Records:

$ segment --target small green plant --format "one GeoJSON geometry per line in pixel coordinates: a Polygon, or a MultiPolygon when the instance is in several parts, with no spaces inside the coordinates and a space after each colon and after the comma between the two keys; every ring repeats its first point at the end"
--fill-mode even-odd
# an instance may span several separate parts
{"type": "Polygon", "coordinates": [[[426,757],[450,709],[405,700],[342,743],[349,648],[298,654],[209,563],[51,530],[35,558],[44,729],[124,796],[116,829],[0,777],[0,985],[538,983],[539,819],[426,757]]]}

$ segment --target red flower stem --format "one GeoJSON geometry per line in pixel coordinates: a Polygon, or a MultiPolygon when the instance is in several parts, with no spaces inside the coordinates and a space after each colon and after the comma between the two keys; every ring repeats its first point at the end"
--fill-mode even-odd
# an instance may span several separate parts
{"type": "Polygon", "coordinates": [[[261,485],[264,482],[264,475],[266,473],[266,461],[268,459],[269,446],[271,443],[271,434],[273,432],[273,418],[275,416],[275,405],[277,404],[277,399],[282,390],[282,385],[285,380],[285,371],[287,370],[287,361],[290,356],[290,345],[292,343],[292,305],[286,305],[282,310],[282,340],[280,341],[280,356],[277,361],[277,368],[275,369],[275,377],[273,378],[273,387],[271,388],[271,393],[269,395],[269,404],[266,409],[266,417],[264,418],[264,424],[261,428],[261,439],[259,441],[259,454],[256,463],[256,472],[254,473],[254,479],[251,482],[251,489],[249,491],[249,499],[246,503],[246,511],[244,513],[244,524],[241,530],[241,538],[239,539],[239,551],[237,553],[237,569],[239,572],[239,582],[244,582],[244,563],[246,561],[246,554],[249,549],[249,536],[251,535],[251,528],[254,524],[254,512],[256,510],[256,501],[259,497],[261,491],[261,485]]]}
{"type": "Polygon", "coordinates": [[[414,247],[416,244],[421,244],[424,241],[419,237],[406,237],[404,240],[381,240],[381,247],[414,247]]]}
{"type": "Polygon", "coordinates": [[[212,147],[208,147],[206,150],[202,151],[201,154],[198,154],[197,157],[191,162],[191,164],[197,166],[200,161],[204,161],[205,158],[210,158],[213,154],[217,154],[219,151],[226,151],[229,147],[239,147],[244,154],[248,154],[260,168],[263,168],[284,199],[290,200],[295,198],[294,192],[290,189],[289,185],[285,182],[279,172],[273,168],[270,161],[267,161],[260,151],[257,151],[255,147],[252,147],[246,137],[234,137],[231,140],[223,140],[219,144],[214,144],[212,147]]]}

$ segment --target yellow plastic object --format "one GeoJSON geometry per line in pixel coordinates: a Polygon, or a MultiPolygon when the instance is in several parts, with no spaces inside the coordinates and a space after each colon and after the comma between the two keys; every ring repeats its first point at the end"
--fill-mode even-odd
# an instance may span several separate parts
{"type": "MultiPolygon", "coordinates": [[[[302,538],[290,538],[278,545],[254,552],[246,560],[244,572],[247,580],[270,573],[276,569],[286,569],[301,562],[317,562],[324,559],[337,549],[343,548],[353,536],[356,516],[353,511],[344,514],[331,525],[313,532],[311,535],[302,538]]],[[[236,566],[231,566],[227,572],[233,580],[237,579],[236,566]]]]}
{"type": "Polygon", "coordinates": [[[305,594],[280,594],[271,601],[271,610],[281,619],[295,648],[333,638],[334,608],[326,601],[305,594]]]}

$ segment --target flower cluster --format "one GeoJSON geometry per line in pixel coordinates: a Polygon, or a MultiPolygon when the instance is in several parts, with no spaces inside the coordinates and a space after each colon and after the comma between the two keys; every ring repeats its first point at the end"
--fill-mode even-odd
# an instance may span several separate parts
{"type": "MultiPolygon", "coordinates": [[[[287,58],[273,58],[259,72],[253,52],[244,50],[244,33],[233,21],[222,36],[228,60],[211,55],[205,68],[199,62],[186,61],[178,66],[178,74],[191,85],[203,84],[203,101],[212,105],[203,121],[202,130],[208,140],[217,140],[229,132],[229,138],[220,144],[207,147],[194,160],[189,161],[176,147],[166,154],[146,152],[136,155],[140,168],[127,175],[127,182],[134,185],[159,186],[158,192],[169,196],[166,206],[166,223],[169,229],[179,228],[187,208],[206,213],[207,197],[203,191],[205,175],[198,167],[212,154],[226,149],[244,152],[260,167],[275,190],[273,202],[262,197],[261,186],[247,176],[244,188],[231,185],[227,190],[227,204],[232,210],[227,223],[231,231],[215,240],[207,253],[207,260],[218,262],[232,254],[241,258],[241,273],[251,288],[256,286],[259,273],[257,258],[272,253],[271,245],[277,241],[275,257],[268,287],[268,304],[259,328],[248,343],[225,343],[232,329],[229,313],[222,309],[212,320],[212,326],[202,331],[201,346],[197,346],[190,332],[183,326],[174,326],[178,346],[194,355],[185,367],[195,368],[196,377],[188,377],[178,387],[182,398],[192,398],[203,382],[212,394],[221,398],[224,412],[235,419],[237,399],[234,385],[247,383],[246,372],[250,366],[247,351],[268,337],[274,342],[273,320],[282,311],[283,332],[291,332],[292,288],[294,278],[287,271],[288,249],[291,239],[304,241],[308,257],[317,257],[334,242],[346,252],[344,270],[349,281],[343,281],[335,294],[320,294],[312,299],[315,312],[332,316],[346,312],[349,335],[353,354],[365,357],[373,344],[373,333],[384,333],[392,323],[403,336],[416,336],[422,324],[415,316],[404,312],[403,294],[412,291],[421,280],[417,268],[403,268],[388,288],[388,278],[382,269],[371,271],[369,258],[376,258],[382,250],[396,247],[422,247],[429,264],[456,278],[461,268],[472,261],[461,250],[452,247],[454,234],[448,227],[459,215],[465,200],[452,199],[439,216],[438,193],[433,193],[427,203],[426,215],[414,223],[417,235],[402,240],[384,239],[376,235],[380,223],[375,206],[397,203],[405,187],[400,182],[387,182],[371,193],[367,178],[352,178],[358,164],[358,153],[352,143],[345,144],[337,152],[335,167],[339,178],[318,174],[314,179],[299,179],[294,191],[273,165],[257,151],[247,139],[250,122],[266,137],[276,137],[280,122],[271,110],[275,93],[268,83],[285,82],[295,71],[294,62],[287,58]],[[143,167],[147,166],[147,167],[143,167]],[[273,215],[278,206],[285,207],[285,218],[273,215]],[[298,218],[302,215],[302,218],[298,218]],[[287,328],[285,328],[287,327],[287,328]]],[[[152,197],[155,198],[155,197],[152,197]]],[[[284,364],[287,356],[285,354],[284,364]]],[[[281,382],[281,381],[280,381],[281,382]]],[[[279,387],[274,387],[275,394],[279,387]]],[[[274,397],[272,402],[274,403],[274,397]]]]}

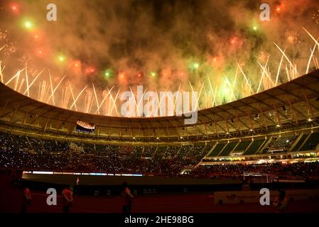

What you should do ▸
Please count the lines of the records that contain the string "between" and reply with only that number.

Solved exercise ▸
4